● What the exercise asks: Provide a verbatim copy of the data below.

══ Provided records

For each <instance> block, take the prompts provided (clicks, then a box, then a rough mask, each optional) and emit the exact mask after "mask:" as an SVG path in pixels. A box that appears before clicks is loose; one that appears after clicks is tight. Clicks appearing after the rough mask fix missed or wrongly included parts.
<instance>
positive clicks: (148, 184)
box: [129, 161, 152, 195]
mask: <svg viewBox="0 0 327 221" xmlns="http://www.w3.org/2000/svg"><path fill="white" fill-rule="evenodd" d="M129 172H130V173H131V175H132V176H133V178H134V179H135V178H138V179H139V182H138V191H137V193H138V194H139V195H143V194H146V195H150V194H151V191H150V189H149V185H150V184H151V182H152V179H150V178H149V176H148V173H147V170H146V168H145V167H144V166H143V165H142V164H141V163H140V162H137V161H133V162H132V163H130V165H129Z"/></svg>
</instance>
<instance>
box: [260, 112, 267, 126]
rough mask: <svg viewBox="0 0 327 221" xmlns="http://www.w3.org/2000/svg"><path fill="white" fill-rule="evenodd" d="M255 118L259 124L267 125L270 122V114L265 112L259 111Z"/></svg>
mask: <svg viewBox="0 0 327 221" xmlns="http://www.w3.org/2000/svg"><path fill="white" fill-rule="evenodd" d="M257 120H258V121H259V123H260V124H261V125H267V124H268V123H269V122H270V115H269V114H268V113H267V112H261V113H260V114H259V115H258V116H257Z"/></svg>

════

● Task solution:
For each <instance> block, take the prompts provided (clicks, then a box, then a rough mask, each optional) and emit the exact mask after "mask:" as an SVG path in pixels. A box that appears before clicks is loose; one that appears after clicks is tight. Clicks appearing after the rough mask fix missed or wrongly included parts.
<instance>
positive clicks: (148, 184)
box: [129, 161, 152, 195]
mask: <svg viewBox="0 0 327 221" xmlns="http://www.w3.org/2000/svg"><path fill="white" fill-rule="evenodd" d="M129 172H130V173H131V175H132V176H133V178H134V179H135V178H138V179H139V182H138V191H137V193H138V194H139V195H143V194H146V195H150V194H151V191H150V189H149V185H150V184H151V182H152V179H150V178H149V176H148V173H147V170H146V168H145V167H144V166H143V165H142V164H141V163H140V162H137V161H133V162H132V163H130V165H129Z"/></svg>
</instance>
<instance>
box: [260, 112, 267, 126]
rough mask: <svg viewBox="0 0 327 221" xmlns="http://www.w3.org/2000/svg"><path fill="white" fill-rule="evenodd" d="M255 118L259 124L267 125L270 122V114L265 112L259 111Z"/></svg>
mask: <svg viewBox="0 0 327 221" xmlns="http://www.w3.org/2000/svg"><path fill="white" fill-rule="evenodd" d="M257 120H258V121H259V123H260V124H261V125H267V124H268V123H269V122H270V115H269V114H268V113H267V112H261V113H260V114H259V115H258V116H257Z"/></svg>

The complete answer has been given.